Mr Swart said that the matter was not so straight forward, clause 4 served to decrease the jurisdiction of the SCA and this was a considerable step. The LAC was not so much a problem; it was the CAC that was problematic as it had been continuously overruled by the SCA. Surely it was not correct to exclude the jurisdiction of the SCA. Why was the SCA being excluded?

Ms Smuts said that the answer to that question was that there were too many layers of appeal. If the SCA was cut out then this would ease the financial burden of legal costs for businesses. The CJ had pointed out that there was difficulty where in the competitions hierarchy, the Competition Tribunal was not stocked by judges, this was the only thing that was worrying.

Ms D Schäfer (DA) said that the two clauses were inter-related and the issue should be tagged for a later discussion.

Mr Jeffery said that the clause restricted the jurisdiction of the SCA but not of the CC. There would be a link between clauses 3 and 4 in the sense that there would be wider jurisdiction of the CC. With the current wording of clause 3 the CC could effectively consider any matter. The issues raised by the clause could be parked for the moment. The clause in itself did not specify to what extent the powers of the CC would be reduced it simply provided for an Act of Parliament to determine that a matter did not have to go to the SCA. The Committee did not want too much litigation and too many appeal forums as this was costly, there should be one High Court and one other body to hear the appeal.  There seemed to be consensus on the labour courts and the effect of this clause insofar as that was concerned.

Adv Holomisa said that courts were about dispensing justice for all South Africans, it seemed that the Committee was inclined to want to increase the pace at which justice was dispensed for labour and competition matters, what of the others? There was currently a SCA, was it envisaged that there would be a supreme court for every category of law be it labour or competition etc? It had already been established that the SCA was a court of appeal for all matters including constitutional ones.

Adv De Lange said that it was envisaged in the Bill that the CC would be the final court of appeal. When the Competition Act was drafted it was stated that the CAC would be the final court, there was no mention of the CC.

Mr Swart asked for Adv De Lange to research some of the cases where the SCA had overruled the CAC.

Mr Jeffery said that no court was always right and one might find that the decision of a lower court would be preferable. The Committee should limit the number of layers of appeal as they were too time consuming for the ordinary person.

Adv Holomisa said that if it were to be agreed that the CC would deal with constitutional matters and the SCA all other matters as forums of appeal on a last resort basis, then this would reduce unnecessary appeals.

Mr Jacob Skosana, Chief Director: Court Services in the DoJ&CD, informed the Committee that when this provision was discussed by the Minister and the Heads of Courts there were proposed options- one of which was that the CC was eager to deal with matters that came directly from the labour courts because those matters would have been dealt with by judicial offers. There was a different opinion for competition matters coming directly from the CAC to the CC because the Competitions Tribunal was not staffed with judicial officers, thus the CAC was a court of first instance. The safer option was that this matter would be left to an Act of Parliament to decide the appeal processes and not the Constitution.

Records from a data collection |

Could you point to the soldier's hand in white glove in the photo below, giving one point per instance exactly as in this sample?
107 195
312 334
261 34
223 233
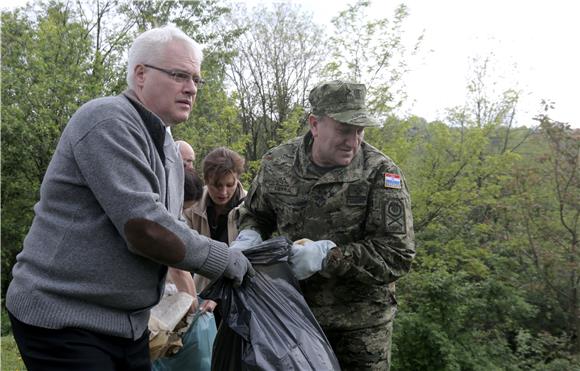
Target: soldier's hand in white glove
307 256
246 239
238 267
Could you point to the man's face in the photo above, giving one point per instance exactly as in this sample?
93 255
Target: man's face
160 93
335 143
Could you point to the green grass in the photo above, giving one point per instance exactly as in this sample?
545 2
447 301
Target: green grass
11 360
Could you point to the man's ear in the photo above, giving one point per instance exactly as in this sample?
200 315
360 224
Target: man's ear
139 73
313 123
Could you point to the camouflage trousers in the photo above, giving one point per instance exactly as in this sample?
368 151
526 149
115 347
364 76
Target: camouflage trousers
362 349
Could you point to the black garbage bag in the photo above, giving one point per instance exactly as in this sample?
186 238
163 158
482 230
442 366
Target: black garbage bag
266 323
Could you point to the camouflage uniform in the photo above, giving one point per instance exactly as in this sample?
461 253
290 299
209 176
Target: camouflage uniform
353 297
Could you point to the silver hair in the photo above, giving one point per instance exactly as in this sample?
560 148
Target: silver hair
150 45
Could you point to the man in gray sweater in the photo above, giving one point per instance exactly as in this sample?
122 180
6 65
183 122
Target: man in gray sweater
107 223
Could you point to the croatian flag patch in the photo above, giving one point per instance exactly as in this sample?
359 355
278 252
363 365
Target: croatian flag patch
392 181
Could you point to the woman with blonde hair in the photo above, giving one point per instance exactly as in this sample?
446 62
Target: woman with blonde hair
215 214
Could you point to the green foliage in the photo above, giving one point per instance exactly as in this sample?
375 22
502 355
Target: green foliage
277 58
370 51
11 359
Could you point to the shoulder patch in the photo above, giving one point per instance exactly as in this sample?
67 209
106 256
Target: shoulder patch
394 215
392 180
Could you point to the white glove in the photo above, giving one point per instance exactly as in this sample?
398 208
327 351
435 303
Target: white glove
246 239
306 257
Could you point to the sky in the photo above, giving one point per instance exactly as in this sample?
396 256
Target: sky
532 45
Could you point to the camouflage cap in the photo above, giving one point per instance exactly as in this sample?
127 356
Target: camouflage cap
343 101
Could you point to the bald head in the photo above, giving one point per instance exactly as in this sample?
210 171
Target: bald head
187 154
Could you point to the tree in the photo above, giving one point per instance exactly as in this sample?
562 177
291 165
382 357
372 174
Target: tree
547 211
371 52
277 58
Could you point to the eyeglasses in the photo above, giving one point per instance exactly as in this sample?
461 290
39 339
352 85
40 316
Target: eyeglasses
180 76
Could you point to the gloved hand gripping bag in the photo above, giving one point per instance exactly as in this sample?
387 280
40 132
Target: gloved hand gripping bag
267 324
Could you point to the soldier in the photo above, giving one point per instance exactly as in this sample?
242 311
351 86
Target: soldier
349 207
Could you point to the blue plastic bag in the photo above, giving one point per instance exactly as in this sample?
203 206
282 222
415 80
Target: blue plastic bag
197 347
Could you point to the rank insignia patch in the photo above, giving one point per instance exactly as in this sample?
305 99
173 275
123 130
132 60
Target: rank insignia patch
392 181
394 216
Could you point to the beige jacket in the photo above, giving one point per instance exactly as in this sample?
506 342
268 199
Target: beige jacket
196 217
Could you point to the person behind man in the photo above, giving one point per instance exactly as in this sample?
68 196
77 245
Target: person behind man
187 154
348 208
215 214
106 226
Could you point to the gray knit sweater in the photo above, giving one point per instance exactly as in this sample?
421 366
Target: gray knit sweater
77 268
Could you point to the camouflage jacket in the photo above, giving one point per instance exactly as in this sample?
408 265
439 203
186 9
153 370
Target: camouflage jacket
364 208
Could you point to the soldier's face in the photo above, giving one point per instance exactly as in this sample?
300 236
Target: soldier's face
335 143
* * *
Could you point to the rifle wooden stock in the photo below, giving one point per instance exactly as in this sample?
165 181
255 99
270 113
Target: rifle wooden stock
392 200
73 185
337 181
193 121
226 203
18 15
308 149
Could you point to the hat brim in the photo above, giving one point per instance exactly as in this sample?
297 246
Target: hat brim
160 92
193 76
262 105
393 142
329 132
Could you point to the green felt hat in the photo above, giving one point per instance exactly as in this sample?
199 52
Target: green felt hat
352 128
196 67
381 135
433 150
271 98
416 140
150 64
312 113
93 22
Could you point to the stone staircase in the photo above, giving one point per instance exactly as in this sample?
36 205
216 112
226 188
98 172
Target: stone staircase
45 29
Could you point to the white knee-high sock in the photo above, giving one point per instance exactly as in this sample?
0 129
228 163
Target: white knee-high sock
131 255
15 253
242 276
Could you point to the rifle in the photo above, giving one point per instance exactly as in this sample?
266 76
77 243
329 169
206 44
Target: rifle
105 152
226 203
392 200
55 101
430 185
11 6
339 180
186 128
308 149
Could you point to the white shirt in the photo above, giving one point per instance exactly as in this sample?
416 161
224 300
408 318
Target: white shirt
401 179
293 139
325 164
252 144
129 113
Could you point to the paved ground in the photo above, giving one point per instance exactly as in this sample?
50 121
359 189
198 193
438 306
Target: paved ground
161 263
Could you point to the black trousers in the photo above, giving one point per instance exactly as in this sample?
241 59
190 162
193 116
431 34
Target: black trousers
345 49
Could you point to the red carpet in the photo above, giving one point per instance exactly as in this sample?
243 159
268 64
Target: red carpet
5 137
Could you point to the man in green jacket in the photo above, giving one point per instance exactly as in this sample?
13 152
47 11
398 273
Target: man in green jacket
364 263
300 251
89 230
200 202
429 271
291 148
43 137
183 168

YOUR OBJECTIVE |
Restate the committee discussion from "Mr Swart said" to "that was worrying.", switching "SCA" to "Supreme Court of Appeal" wherever it occurs.

IN RESPONSE |
Mr Swart said that the matter was not so straight forward, clause 4 served to decrease the jurisdiction of the Supreme Court of Appeal and this was a considerable step. The LAC was not so much a problem; it was the CAC that was problematic as it had been continuously overruled by the Supreme Court of Appeal. Surely it was not correct to exclude the jurisdiction of the Supreme Court of Appeal. Why was the Supreme Court of Appeal being excluded?

Ms Smuts said that the answer to that question was that there were too many layers of appeal. If the Supreme Court of Appeal was cut out then this would ease the financial burden of legal costs for businesses. The CJ had pointed out that there was difficulty where in the competitions hierarchy, the Competition Tribunal was not stocked by judges, this was the only thing that was worrying.